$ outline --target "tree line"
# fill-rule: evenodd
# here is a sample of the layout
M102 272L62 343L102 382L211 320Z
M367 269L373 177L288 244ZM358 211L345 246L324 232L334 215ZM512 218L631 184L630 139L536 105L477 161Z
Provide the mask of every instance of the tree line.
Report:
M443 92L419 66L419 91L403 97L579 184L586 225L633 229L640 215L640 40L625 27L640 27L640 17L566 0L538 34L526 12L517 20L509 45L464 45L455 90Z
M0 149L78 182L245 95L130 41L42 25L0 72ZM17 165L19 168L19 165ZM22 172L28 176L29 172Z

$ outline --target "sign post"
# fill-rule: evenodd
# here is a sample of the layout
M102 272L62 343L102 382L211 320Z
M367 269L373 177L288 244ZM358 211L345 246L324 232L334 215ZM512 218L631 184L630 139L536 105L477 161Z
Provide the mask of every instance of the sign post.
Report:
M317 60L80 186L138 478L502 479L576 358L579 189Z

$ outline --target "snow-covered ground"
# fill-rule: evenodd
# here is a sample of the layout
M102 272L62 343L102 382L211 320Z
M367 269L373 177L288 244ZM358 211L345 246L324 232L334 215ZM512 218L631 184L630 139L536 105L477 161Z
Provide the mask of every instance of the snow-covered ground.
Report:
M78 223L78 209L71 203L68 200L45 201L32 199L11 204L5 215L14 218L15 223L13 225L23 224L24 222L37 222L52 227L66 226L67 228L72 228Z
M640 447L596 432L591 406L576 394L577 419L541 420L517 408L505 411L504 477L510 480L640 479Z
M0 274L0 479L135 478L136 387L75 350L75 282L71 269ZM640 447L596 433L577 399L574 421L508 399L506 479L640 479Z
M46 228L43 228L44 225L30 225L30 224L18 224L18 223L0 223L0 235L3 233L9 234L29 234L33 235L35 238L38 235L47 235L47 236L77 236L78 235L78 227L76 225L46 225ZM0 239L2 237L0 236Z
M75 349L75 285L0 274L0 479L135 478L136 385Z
=====
▶ **BRIEF**
Scan the listing above. Gather each line that contains the word "tree".

▶ **REPLY TO THE EXERCISE**
$ outline --target "tree line"
Provide the mask of every instance of the tree line.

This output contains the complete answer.